- _EXTRACTED MATERIAL_:
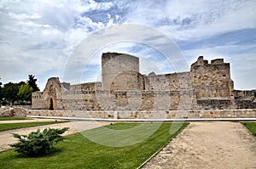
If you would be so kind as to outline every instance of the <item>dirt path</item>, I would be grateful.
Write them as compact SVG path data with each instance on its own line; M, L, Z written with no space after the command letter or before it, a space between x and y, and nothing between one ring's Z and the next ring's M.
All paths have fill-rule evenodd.
M28 120L27 122L34 121L34 120ZM51 120L47 121L47 119L39 119L35 120L38 121L49 121ZM18 121L19 122L26 122L26 121ZM69 127L69 130L67 131L63 135L68 135L71 133L89 130L91 128L99 127L104 125L108 125L108 122L96 122L91 121L75 121L72 122L65 122L65 123L59 123L59 124L51 124L51 125L45 125L41 127L26 127L26 128L20 128L15 130L9 130L4 132L0 132L0 152L5 149L10 149L9 146L9 144L16 143L17 140L13 137L11 133L19 133L19 134L28 134L31 132L36 132L38 129L43 131L44 128L51 127L51 128L62 128L62 127Z
M31 119L31 120L15 120L15 121L0 121L0 124L5 123L20 123L20 122L44 122L44 121L55 121L55 119ZM63 121L63 120L57 120Z
M256 138L238 122L191 122L143 168L256 168Z

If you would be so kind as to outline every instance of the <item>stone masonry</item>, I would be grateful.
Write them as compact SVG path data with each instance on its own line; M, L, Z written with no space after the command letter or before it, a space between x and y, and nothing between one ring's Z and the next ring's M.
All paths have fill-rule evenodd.
M102 55L102 82L71 85L48 80L32 93L32 109L132 112L256 109L256 90L234 90L230 64L200 56L190 71L148 76L139 73L139 58Z

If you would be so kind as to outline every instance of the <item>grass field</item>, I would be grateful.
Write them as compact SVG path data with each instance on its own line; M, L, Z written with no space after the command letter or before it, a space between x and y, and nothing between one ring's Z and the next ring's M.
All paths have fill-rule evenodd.
M252 132L253 135L256 136L256 122L244 122L243 125Z
M28 117L0 117L0 121L32 120Z
M0 132L6 131L6 130L12 130L12 129L18 129L18 128L25 128L29 127L38 127L43 125L49 125L49 124L56 124L61 122L67 122L68 121L44 121L44 122L19 122L19 123L4 123L0 124Z
M168 144L188 124L182 124L173 134L170 134L172 123L117 123L107 127L111 131L118 132L118 134L111 132L102 134L108 128L102 127L84 133L66 136L63 142L55 145L56 151L48 156L27 158L18 155L14 149L1 152L0 168L137 168L159 149ZM117 142L121 141L117 137L121 137L125 138L125 143L127 143L128 140L134 141L134 138L145 135L150 128L158 127L157 125L160 127L148 138L130 146L105 146L84 137L94 135L106 141L112 138L112 140ZM132 128L136 128L137 132Z

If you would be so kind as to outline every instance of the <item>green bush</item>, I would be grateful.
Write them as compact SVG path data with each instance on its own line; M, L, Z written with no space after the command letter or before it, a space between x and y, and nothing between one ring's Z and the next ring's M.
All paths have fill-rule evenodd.
M15 151L28 156L41 156L51 153L54 144L62 141L64 138L61 134L68 130L68 127L61 129L46 128L42 132L38 129L28 135L13 133L14 137L19 138L19 142L10 144L17 148Z
M2 105L7 105L7 104L8 103L7 103L7 101L5 99L2 101Z

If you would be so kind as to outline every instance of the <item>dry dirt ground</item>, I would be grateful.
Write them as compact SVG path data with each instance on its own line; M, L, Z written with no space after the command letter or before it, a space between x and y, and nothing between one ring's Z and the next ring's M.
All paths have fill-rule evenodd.
M1 123L15 123L15 122L34 122L34 121L55 121L53 119L34 119L34 120L20 120L20 121L0 121ZM58 120L59 121L59 120ZM45 125L41 127L32 127L26 128L20 128L15 130L9 130L4 132L0 132L0 152L5 149L10 149L9 146L9 144L16 143L17 140L12 135L12 133L19 133L19 134L28 134L31 132L36 132L38 129L43 131L44 128L62 128L62 127L69 127L68 131L67 131L63 135L68 135L74 132L89 130L91 128L99 127L104 125L108 125L108 122L98 122L92 121L74 121L72 122L65 122L65 123L58 123L58 124L51 124Z
M238 122L191 122L143 168L256 168L256 138Z

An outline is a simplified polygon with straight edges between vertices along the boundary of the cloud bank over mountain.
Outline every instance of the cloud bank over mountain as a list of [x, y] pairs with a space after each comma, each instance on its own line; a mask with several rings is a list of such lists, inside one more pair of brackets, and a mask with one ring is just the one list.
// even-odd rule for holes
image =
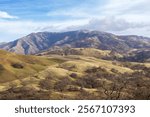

- _PROBLEM TO SOLVE_: Can you copy every line of the records above word for word, leaving out the pictures?

- _RESPONSE TO THE EXERCISE_:
If you would be so kind as to outline every instance of the <item>dirt path</item>, I would be grateful.
Write them as compact SVG path data with each instance on its own line; M, L, Z written with no space after the command letter or before it, a space between x and y, and nothing between one ring's Z and the next ring's M.
All paths have fill-rule evenodd.
M28 120L27 122L34 121L34 120ZM51 120L47 121L47 119L39 119L35 120L38 121L49 121ZM18 121L19 122L26 122L26 121ZM69 127L69 130L67 131L63 135L68 135L71 133L89 130L91 128L99 127L104 125L108 125L108 122L96 122L91 121L75 121L72 122L65 122L65 123L59 123L59 124L51 124L51 125L45 125L41 127L26 127L26 128L20 128L15 130L9 130L4 132L0 132L0 152L5 149L10 149L9 146L9 144L16 143L17 140L13 137L11 133L19 133L19 134L28 134L31 132L36 132L38 129L43 131L44 128L51 127L51 128L62 128L62 127Z
M31 119L31 120L15 120L15 121L0 121L0 124L5 123L20 123L20 122L44 122L44 121L55 121L55 119ZM63 121L63 120L57 120Z
M256 138L238 122L191 122L143 168L256 168Z

If you would be so kind as to outline every instance of the <item>stone masonry</item>, I would be grateful.
Write them as compact SVG path data with each instance on its own line; M, L, Z written with no space after the command letter or before it, a space between x and y, and nothing between one ring's Z and the next ring's M.
All paths have fill-rule evenodd.
M102 55L102 82L71 85L48 80L32 93L32 109L132 112L256 109L256 90L234 90L230 64L200 56L190 71L148 76L139 73L139 58Z

If you would be so kind as to outline every instance of the <item>grass field</item>, I would be grateful.
Write them as compact SVG path data with each instance on its own line; M, L, Z written with no space after the command letter or before it, a space between x and y, and nothing between one ring's Z and the next ring's M.
All paths have fill-rule evenodd.
M252 132L253 135L256 136L256 122L244 122L243 125Z
M28 117L0 117L0 121L32 120Z
M0 132L6 131L6 130L12 130L12 129L18 129L18 128L25 128L29 127L38 127L43 125L49 125L49 124L56 124L61 122L67 122L68 121L44 121L44 122L19 122L19 123L4 123L0 124Z
M168 144L188 124L182 124L173 134L170 134L172 123L117 123L107 127L111 131L118 132L118 134L111 132L102 134L108 128L102 127L84 133L66 136L63 142L55 145L56 151L48 156L27 158L18 155L14 149L1 152L0 168L137 168L159 149ZM117 142L121 141L117 137L121 137L125 138L125 143L127 143L128 140L134 141L134 138L145 135L150 128L158 127L157 125L160 127L148 138L130 146L105 146L84 137L94 135L106 141L112 138L112 140ZM132 128L136 128L137 132Z

If you would be so kind as to outline every instance of the <item>green bush</item>, I would be grateful.
Write them as compact SVG path data with each instance on its own line; M, L, Z written with no space after the command letter or before it, a space between x and y, and nothing between one ring's Z and the next ring's M.
All paths have fill-rule evenodd.
M15 151L28 156L41 156L51 153L54 144L62 141L64 138L61 134L68 130L68 127L61 129L46 128L42 132L38 129L28 135L13 133L14 137L19 138L19 142L10 144L17 148Z
M2 105L7 105L7 104L8 103L7 103L7 101L5 99L2 101Z

If you would be so kind as to outline every instance of the <item>dry dirt ground</item>, I would be grateful.
Write them as compact SVG path data with each instance on its own line; M, L, Z written with no space after the command letter or before it, a space between x and y, and nothing between one ring's Z and the next ring's M.
All paths have fill-rule evenodd.
M1 123L15 123L15 122L34 122L34 121L55 121L53 119L34 119L34 120L20 120L20 121L0 121ZM58 120L59 121L59 120ZM45 125L41 127L32 127L26 128L20 128L15 130L9 130L4 132L0 132L0 152L5 149L10 149L9 146L9 144L16 143L17 140L12 135L12 133L19 133L19 134L28 134L31 132L36 132L38 129L43 131L44 128L62 128L62 127L69 127L68 131L67 131L63 135L68 135L74 132L89 130L91 128L99 127L104 125L108 125L108 122L98 122L92 121L74 121L72 122L65 122L65 123L58 123L58 124L51 124Z
M238 122L191 122L143 168L256 168L256 138Z

An outline is a simplified polygon with straight edges between vertices along the boundary of the cloud bank over mountain.
Outline every instance of the cloud bank over mountain as a list of [x, y] pairs with a space after each comma, each instance on its own line; a mask with several rings is a list of such lists, inside one more pair of brackets, and a mask with one ring is just the one list.
// even-odd rule for holes
image =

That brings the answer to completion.